[Assigned task]
All records below are to be transcribed exactly, with every picture left out.

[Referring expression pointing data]
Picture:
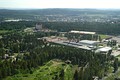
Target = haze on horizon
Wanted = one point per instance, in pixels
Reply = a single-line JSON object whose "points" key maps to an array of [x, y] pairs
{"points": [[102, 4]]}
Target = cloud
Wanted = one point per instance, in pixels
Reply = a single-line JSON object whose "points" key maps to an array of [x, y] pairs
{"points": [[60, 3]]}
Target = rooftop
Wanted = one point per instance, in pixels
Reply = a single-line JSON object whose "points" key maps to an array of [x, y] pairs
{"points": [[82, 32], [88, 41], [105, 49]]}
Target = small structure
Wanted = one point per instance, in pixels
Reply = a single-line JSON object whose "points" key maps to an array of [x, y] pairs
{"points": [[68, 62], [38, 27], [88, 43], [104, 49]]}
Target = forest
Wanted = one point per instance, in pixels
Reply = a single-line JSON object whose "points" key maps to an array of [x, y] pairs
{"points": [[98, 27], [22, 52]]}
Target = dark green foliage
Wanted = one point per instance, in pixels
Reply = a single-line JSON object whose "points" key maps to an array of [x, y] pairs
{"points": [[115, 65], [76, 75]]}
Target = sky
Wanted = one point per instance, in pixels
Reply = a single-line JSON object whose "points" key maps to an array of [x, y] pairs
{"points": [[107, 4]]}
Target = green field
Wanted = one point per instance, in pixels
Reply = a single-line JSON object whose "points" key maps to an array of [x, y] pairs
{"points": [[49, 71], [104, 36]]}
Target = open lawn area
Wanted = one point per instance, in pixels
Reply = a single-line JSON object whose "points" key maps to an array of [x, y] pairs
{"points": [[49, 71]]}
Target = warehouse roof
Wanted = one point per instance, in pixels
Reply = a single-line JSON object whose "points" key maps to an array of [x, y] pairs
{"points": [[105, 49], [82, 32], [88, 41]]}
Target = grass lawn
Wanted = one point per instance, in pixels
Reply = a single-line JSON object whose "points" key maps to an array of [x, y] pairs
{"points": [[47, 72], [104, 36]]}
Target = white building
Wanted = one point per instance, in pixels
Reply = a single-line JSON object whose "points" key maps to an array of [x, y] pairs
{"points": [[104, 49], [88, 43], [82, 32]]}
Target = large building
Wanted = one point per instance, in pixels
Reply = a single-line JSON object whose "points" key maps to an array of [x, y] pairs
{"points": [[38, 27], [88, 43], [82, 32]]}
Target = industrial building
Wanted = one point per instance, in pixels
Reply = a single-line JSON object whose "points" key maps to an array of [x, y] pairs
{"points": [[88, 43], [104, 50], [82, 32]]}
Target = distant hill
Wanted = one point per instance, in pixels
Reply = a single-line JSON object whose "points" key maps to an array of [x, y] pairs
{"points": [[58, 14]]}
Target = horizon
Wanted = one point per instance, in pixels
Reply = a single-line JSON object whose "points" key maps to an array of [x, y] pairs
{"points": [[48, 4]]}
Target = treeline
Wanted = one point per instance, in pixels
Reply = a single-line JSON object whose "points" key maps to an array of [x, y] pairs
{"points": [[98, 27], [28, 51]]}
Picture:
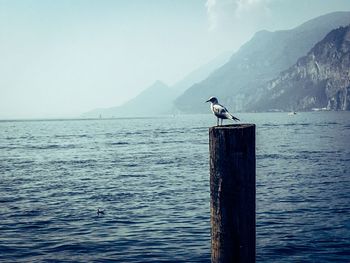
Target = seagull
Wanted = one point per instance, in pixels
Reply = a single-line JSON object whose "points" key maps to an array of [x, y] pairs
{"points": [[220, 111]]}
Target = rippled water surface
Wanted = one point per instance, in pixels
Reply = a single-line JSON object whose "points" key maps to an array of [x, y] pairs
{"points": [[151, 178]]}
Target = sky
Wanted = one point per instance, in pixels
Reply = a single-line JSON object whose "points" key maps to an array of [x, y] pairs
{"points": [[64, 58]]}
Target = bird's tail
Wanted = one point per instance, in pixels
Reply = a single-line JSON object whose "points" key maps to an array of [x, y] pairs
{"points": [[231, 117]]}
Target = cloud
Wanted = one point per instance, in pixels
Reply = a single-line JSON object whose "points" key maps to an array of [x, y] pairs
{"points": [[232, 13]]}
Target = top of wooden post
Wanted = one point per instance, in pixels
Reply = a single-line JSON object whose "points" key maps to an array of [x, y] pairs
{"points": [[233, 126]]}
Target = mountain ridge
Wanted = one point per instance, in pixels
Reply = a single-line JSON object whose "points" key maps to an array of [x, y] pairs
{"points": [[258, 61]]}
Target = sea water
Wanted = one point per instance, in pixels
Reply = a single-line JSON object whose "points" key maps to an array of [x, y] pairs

[Response to the task]
Picture:
Target = haze on horizon
Wanted = one point per instance, in pixels
Reply = a single-line JSON object whose "points" key maps to an array of [x, y] pairs
{"points": [[102, 4]]}
Target = cloud
Wanted = one point per instance, in pixels
Reply = a single-line JSON object whose "points" key maps to an array of [x, y] pairs
{"points": [[60, 3]]}
Target = rooftop
Wanted = one point per instance, in pixels
Reply = a single-line JSON object whose "points" key maps to an array of [x, y] pairs
{"points": [[82, 32], [88, 41], [105, 49]]}
Target = small structure
Wanted = one point per instance, in pixels
Reply = a single-line JSON object whose "points" key maps to an array of [x, y] pairs
{"points": [[68, 62], [38, 27], [88, 43], [104, 49]]}
Target = forest
Wanted = one point per instance, in pixels
Reply = a single-line JSON object whose "points" key maps to an array of [x, y] pairs
{"points": [[98, 27], [22, 52]]}
Target = dark green foliage
Wanted = one point per instance, in pixels
Reply = a single-line JSON object whose "points" key maps to an array of [x, y] pairs
{"points": [[115, 65], [76, 75]]}
Target = sky
Wanted = one point per instance, in pixels
Reply = a single-line JSON object whose "points" key maps to an array of [x, y] pairs
{"points": [[107, 4]]}
Target = green field
Wanted = one point per instance, in pixels
Reply = a single-line JSON object whose "points" key maps to an array of [x, y] pairs
{"points": [[49, 71], [104, 36]]}
Target = open lawn area
Wanted = one point per instance, in pixels
Reply = a single-line JSON object whose "points" key maps to an array of [x, y] pairs
{"points": [[49, 71]]}
Target = warehouse roof
Wanted = one point per instance, in pixels
Reply = a single-line JSON object whose "points" key maps to an array of [x, y] pairs
{"points": [[105, 49], [82, 32], [88, 41]]}
Target = grass lawn
Wanted = one point per instance, in pixels
Reply = a single-line JSON object whose "points" key maps to an array of [x, y] pairs
{"points": [[47, 72], [104, 36]]}
Target = white building
Wanted = one point per instance, in pixels
Reply = a single-line JSON object whose "points" key maps to an array of [x, y] pairs
{"points": [[104, 49], [88, 43], [82, 32]]}
Target = large building
Wanted = one point per instance, in pixels
Reply = a single-line JSON object whose "points" key maps to an array of [x, y] pairs
{"points": [[38, 27], [88, 43], [82, 32]]}
Target = industrial building
Wanted = one point per instance, in pixels
Reply = a single-line JSON object whose "points" key maps to an array of [x, y] pairs
{"points": [[88, 43], [104, 50], [82, 32]]}
Target = distant hill
Wanted = one point per instance, in pixels
Reply = a single-line JSON object whose "points" key maps to an array of [x, y] pairs
{"points": [[58, 14]]}
Target = horizon
Wanted = one point per instance, in pixels
Reply = a single-line JSON object whose "points" key maps to an array of [x, y] pairs
{"points": [[48, 4]]}
Target = treeline
Wanted = one point per instance, in pixels
Reply = a single-line JSON object whose "points" key maps to an array of [x, y] pairs
{"points": [[98, 27], [28, 51]]}
Picture:
Target = seagull
Wanted = one point per instance, in pixels
Reply = a single-line JSON object whose "points" key maps to an array of [x, y] pairs
{"points": [[220, 111]]}
Target = rippled water surface
Wanted = one point per instance, in pixels
Reply = a single-line JSON object whose "points" key maps to an array of [x, y] pairs
{"points": [[151, 178]]}
Target = sky
Wanted = one point per instance, in pixels
Reply = a single-line JSON object whose "points" key maps to an array of [x, y] pairs
{"points": [[64, 58]]}
Target = bird's tail
Wanted = one point per instance, in pixels
Reply = a single-line JSON object whose "points" key maps to an array of [x, y] pairs
{"points": [[231, 117]]}
Target = cloud
Wanted = one point per instance, in pixels
Reply = a single-line JSON object whose "points" key maps to an array of [x, y] pairs
{"points": [[232, 13]]}
Target = top of wooden post
Wanted = one point per instance, in pixels
Reply = a single-line JSON object whose "points" key maps to an array of [x, y] pairs
{"points": [[233, 126]]}
Target = mountain ridge
Wanted = one point per instance, in pixels
Reply = a single-line JSON object whose "points" key maps to an array of [x, y] pairs
{"points": [[258, 61]]}
Target = sea water
Wanted = one point per instance, in pixels
Reply = a single-line JSON object whose "points" key maps to an array of [x, y] pairs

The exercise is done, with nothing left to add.